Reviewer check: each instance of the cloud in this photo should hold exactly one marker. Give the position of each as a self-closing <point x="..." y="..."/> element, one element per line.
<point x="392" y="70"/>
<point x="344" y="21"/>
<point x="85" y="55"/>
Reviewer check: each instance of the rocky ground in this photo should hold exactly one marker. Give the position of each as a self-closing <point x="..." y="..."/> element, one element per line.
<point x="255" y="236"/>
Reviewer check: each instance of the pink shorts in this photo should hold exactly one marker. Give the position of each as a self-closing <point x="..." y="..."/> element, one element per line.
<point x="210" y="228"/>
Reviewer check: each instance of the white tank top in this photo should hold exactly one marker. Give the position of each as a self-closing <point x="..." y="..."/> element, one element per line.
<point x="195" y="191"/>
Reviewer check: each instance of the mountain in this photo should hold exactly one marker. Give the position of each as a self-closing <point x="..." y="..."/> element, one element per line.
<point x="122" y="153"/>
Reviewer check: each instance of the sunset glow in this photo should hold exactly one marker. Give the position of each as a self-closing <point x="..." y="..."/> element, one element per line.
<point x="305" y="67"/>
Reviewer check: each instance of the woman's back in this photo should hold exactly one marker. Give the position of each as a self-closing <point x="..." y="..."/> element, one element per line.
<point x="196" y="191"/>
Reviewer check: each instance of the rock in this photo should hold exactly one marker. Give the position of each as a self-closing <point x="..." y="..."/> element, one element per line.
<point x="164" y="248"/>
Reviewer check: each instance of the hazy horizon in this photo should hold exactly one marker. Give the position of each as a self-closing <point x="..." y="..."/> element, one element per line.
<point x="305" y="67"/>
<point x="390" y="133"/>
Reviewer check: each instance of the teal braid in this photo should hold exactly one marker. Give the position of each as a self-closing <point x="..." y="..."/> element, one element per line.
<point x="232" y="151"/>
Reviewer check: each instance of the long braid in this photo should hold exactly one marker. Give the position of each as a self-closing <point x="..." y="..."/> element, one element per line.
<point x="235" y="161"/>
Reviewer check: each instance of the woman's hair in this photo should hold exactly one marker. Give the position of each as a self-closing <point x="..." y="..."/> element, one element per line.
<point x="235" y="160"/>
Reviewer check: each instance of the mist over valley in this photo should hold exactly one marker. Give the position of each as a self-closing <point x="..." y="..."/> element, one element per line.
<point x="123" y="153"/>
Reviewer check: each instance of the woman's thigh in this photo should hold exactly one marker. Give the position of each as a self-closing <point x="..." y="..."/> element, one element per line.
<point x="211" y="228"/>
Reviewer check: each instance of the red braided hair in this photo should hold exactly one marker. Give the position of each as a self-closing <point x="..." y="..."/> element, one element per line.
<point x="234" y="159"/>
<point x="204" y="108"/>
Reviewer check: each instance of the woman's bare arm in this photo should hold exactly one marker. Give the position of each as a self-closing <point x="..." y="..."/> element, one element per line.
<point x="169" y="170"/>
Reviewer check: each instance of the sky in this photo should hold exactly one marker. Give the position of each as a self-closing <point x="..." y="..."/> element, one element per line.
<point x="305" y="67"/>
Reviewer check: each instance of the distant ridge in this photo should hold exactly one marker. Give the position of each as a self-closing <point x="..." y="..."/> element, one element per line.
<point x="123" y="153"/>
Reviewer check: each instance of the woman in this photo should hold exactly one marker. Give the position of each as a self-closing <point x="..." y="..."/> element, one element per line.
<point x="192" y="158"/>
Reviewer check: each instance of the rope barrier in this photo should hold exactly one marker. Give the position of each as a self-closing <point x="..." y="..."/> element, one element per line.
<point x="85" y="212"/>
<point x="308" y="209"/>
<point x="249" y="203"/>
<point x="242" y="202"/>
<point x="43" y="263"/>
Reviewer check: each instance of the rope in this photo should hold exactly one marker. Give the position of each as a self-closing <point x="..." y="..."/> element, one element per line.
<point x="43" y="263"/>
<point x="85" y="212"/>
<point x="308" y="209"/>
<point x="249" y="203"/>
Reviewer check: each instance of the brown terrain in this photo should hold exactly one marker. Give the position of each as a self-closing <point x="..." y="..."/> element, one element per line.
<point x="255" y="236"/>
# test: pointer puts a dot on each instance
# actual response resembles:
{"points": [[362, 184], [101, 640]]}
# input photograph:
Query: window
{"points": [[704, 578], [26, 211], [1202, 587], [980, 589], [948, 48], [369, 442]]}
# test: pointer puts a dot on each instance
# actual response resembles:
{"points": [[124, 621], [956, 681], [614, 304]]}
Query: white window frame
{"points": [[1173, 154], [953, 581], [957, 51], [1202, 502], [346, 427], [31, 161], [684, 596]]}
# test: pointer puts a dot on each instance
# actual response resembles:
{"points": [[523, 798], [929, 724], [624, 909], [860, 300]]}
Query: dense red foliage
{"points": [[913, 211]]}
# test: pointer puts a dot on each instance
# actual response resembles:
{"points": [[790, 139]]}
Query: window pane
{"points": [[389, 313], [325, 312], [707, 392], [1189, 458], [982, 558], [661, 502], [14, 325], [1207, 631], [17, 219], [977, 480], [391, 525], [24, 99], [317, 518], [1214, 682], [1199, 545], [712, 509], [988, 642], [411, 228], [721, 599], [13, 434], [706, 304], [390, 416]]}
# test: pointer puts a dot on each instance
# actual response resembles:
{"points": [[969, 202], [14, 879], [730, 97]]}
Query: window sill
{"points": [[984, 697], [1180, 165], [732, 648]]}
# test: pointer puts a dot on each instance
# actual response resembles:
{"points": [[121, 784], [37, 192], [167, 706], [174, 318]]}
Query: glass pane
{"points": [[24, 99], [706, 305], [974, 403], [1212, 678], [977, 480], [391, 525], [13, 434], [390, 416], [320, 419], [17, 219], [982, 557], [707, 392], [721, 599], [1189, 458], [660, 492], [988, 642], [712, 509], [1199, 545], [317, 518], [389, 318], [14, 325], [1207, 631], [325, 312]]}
- - - - - - -
**Task directions**
Copy out all of the data exactly, leaving nothing out.

**Solution below**
Reviewer check: each instance of the cloud in this photo should hold exactly one marker. Give the position of each as a self-closing <point x="..." y="..."/> element, one element per line.
<point x="392" y="70"/>
<point x="344" y="21"/>
<point x="85" y="55"/>
Reviewer check: each instance of the rocky ground in this photo should hold exactly one marker. Give the position of each as a self-closing <point x="..." y="..."/> element, one element per line.
<point x="255" y="236"/>
Reviewer check: each instance of the pink shorts in this photo should hold exactly one marker. Give the position of each as a self-closing <point x="..." y="..."/> element, one element per line.
<point x="210" y="228"/>
Reviewer check: each instance of the white tank top in this photo should hold exactly one marker. Give the position of each as a self-closing <point x="..." y="..."/> element, one element per line.
<point x="195" y="191"/>
Reviewer check: each instance of the mountain in this photo should hold exactly one marker. Give the position of each as a self-closing <point x="..." y="..."/> element, one element per line.
<point x="122" y="153"/>
Reviewer check: each instance of the sunset glow in this photo should hold exactly one marker. Give the position of each as a self-closing <point x="..." y="..."/> element, one element per line.
<point x="305" y="67"/>
Reviewer check: each instance of the woman's back in this photo should hold exactly one marker. Give the position of each as a self-closing <point x="..." y="..."/> element, one element per line.
<point x="196" y="191"/>
Reviewer check: each instance of the rock in this photo should hold exactly one marker. Give the position of each as a self-closing <point x="..." y="..."/> element, one element per line.
<point x="164" y="248"/>
Reviewer check: each instance of the hazy horizon in this photo should hold exactly one marker. Give the position of each as a self-closing <point x="..." y="..."/> element, one element per line.
<point x="305" y="67"/>
<point x="390" y="133"/>
Reviewer check: each instance of the teal braid in this photo should hold exactly one marker. Give the position of each as a self-closing <point x="..." y="..."/> element, one element per line.
<point x="232" y="151"/>
Reviewer check: each instance of the long braid in this photo should hold exactly one marker. Give the position of each as a self-closing <point x="..." y="..."/> element, one element per line.
<point x="235" y="161"/>
Reviewer check: each instance of the woman's hair in this photo should hold exactly one marker. Give the position of each as a self-closing <point x="..." y="..."/> element, one element per line.
<point x="235" y="160"/>
Reviewer check: each instance of the mist over valley in this photo should hold exactly one marker. Give the position of each as a self-closing <point x="..." y="..."/> element, one element per line.
<point x="123" y="153"/>
Reviewer check: each instance of the woman's thigh in this photo should hold exactly one marker. Give the position of each as a self-closing <point x="..." y="..."/> element, one element per line.
<point x="211" y="228"/>
Reviewer check: each instance of the red braided hair in this photo should hold exactly one marker. Give the position of each as a self-closing <point x="..." y="..."/> element, one element per line.
<point x="234" y="159"/>
<point x="204" y="108"/>
Reviewer check: each instance of the woman's bare arm in this photo should hold exactly one marker. Give the position of each as a self-closing <point x="..." y="..."/> element, one element per line.
<point x="169" y="170"/>
Reviewer check: each instance of the sky in this photo should hold exactly one marker. Give the position of each as a self-closing <point x="..." y="..."/> element, one element per line.
<point x="305" y="67"/>
Reviewer check: each instance of the distant ridge in this photo should hold exactly one marker. Give the position of each as a self-closing <point x="..." y="..."/> element, one element per line.
<point x="123" y="153"/>
Reviewer check: each instance of the woman in this photo should hold exactly one marker. Give the position of each as a self-closing <point x="..." y="..."/> element, one element per line.
<point x="192" y="158"/>
Reviewer check: each instance of the rope barrier in this photo should hold exactly one marker. Give the position of each as a self-closing <point x="..." y="..."/> element, one element per line.
<point x="85" y="212"/>
<point x="308" y="209"/>
<point x="249" y="203"/>
<point x="242" y="202"/>
<point x="43" y="263"/>
Reviewer check: each instance of the rope in this photo should hold exactly one marker. Give the position of each as a self-closing <point x="..." y="..."/> element, one element per line.
<point x="43" y="263"/>
<point x="85" y="212"/>
<point x="308" y="209"/>
<point x="249" y="203"/>
Reviewer check: each instance of the brown terrain in this photo should hold exactly one marker. Give the position of each as a self-closing <point x="..." y="..."/> element, one element per line.
<point x="255" y="236"/>
# test: pointer puts a dot on each instance
# actual response resembles:
{"points": [[362, 184], [101, 640]]}
# input photograph:
Query: window
{"points": [[704, 578], [26, 211], [1202, 587], [980, 589], [948, 48], [369, 442]]}
# test: pointer puts a dot on each instance
# actual response resembles:
{"points": [[124, 621], [956, 681], [614, 304]]}
Query: white window frame
{"points": [[1173, 154], [953, 581], [957, 51], [1202, 502], [346, 427], [31, 161], [684, 596]]}
# test: pointer puts a dot on each instance
# actual response resembles:
{"points": [[523, 798], [929, 724], [624, 909], [860, 300]]}
Query: dense red foliage
{"points": [[913, 211]]}
# test: pointer puts a dot on each instance
# actual response resembles:
{"points": [[790, 139]]}
Query: window pane
{"points": [[389, 313], [325, 312], [707, 392], [1189, 458], [982, 558], [661, 502], [14, 325], [1207, 631], [17, 219], [977, 480], [391, 525], [24, 99], [317, 518], [1214, 682], [1199, 545], [712, 509], [988, 642], [411, 228], [721, 599], [13, 434], [706, 304], [390, 416]]}
# test: pointer puts a dot on each instance
# actual response resembles:
{"points": [[969, 202], [14, 879], [730, 97]]}
Query: window sill
{"points": [[984, 697], [1180, 165], [732, 648]]}
# test: pointer puts a dot on each instance
# actual response resembles:
{"points": [[121, 784], [37, 192], [167, 706], [174, 318]]}
Query: glass pane
{"points": [[24, 99], [706, 305], [974, 403], [1212, 678], [977, 480], [391, 525], [13, 434], [390, 416], [320, 419], [17, 219], [982, 557], [707, 392], [721, 599], [1189, 458], [660, 492], [988, 642], [712, 509], [1199, 545], [317, 518], [389, 318], [14, 325], [1207, 631], [325, 312]]}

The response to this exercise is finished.